__Work request__:
Reproduce the listing below verbatim.

__Excerpted data__:
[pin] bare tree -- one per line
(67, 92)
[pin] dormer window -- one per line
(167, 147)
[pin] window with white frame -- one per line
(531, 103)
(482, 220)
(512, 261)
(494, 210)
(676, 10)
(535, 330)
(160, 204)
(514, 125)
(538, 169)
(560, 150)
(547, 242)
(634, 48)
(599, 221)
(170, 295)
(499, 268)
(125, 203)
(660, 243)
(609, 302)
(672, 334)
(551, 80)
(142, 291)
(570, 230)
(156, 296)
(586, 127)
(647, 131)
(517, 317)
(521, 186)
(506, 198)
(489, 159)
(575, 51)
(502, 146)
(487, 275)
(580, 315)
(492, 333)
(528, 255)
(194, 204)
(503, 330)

__Task solution__:
[pin] bare tree -- one per line
(67, 92)
[pin] dormer window -- one per line
(167, 147)
[pin] window with white frame -- one per line
(531, 103)
(482, 220)
(512, 261)
(494, 210)
(676, 10)
(535, 330)
(160, 204)
(514, 125)
(538, 169)
(560, 150)
(547, 242)
(634, 48)
(599, 221)
(170, 295)
(499, 268)
(125, 203)
(660, 243)
(609, 302)
(672, 334)
(551, 80)
(142, 291)
(570, 230)
(156, 296)
(586, 127)
(647, 131)
(517, 317)
(521, 186)
(506, 198)
(489, 159)
(575, 51)
(502, 146)
(487, 275)
(580, 315)
(492, 333)
(528, 255)
(194, 204)
(503, 330)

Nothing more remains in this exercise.